Start Records for processing
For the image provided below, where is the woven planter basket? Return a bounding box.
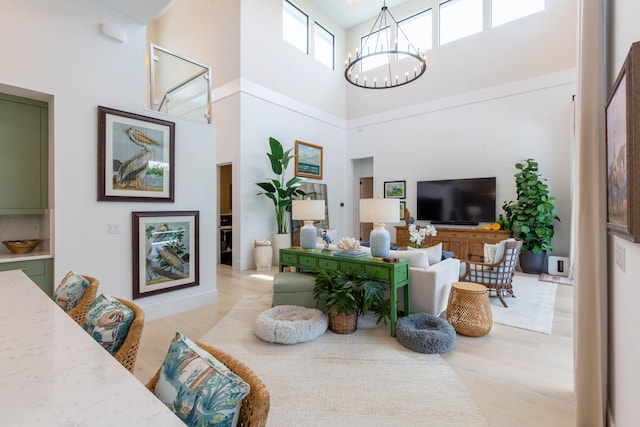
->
[329,313,358,335]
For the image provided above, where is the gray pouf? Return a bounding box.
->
[396,313,456,354]
[255,305,329,344]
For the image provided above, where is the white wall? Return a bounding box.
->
[149,0,240,87]
[241,0,346,118]
[240,86,353,269]
[342,0,577,119]
[347,70,575,256]
[0,0,217,319]
[603,0,640,427]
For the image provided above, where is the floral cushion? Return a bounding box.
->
[483,243,500,264]
[53,271,89,311]
[155,332,249,427]
[83,294,135,354]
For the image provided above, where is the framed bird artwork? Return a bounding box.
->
[98,106,175,203]
[132,211,200,299]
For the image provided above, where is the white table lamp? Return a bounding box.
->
[360,196,400,258]
[291,197,324,249]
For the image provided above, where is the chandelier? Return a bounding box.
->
[344,1,427,89]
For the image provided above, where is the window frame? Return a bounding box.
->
[438,0,486,46]
[282,0,309,55]
[396,7,434,52]
[489,0,547,28]
[313,21,336,70]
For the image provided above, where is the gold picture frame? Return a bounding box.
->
[295,141,322,179]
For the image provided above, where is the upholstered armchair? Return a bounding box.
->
[459,239,522,307]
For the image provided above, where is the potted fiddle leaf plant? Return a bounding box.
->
[502,159,560,274]
[256,137,306,264]
[313,269,391,334]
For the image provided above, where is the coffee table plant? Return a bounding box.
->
[313,269,391,334]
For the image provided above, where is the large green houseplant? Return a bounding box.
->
[502,159,560,273]
[313,269,391,333]
[256,137,305,234]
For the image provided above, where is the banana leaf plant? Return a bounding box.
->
[256,137,306,234]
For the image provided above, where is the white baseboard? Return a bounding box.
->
[141,289,218,322]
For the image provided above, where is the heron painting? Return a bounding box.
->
[98,107,175,201]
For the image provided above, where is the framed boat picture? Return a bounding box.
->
[132,211,200,299]
[295,141,322,179]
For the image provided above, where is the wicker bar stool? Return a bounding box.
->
[447,282,493,337]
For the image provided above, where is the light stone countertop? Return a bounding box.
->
[0,270,184,427]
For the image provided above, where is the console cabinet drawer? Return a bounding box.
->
[395,225,511,261]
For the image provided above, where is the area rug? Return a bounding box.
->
[201,296,488,427]
[490,273,558,334]
[540,273,573,286]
End Records for processing
- **Requirement**: Can you rewrite every one of the records above with "Return a bounding box" replaced by "Give the box coordinates", keeping everything else the same and leaving the picture out?

- **Solution for this problem**:
For the image provided below, where is the woven planter basket? Give the box coordinates.
->
[329,313,358,335]
For the image provided above, where is the gray pouf? Give the box coordinates.
->
[396,313,456,354]
[255,305,329,344]
For the image provided above, where is the white wall? Give the box coordinates.
->
[149,0,240,87]
[241,0,346,118]
[240,86,353,269]
[342,0,577,119]
[347,70,575,256]
[0,0,217,319]
[603,0,640,427]
For the image provided above, where is the floral cushion? Give the box coordinates.
->
[483,243,500,264]
[53,271,89,311]
[155,332,249,427]
[83,294,135,354]
For the image provided above, where is the framed bird artwork? Give the box coordinates.
->
[98,106,175,203]
[132,211,200,299]
For the image provided above, where is the white table lamp? Give the box coordinates.
->
[360,196,400,258]
[291,197,324,249]
For the image provided above, where is the chandelier? Give the box coordinates.
->
[344,1,427,89]
For the image provided above, where is the window frame? Give the box coordinates.
->
[438,0,486,46]
[282,0,309,55]
[396,7,434,52]
[489,0,547,28]
[313,21,336,70]
For the image provided above, where is the gold picture frame? Give the box coordinates.
->
[295,141,322,179]
For the image provided above, where is the upholstered armchair? Give the box coordinates.
->
[459,239,522,307]
For the image provided above, where is the potted fiddle leaf plant? Give the box coordinates.
->
[502,159,560,274]
[256,137,306,264]
[313,269,391,334]
For the image provided above, where is the coffee table plant? Give the box coordinates.
->
[313,269,391,334]
For the image provided above, where is the large green houseplant? Give the box coordinates.
->
[502,159,560,273]
[313,269,391,333]
[256,137,305,234]
For the image provided above, where is the banana leaf plant? Give the box coordinates.
->
[256,137,306,234]
For the image provided above, where is the white baseboard? Give the box coordinates.
->
[141,289,218,322]
For the image provided above, where is the heron painting? Give the box coordinates.
->
[98,107,175,201]
For the image provided above, where is the framed boat picture? Give the box coordinates.
->
[132,211,200,299]
[295,141,322,179]
For the image provided above, where is the wicker bar stool? Give the box coordinates.
->
[447,282,493,337]
For the image provided above, where is the light stone countertop? Give the box coordinates.
->
[0,270,184,427]
For the image provided above, where is the console cabinet drawer? Give the box coordinates.
->
[395,225,511,261]
For the image provided above, where is the area rug? Give the box coordinates.
->
[201,296,488,427]
[490,273,558,334]
[540,273,573,286]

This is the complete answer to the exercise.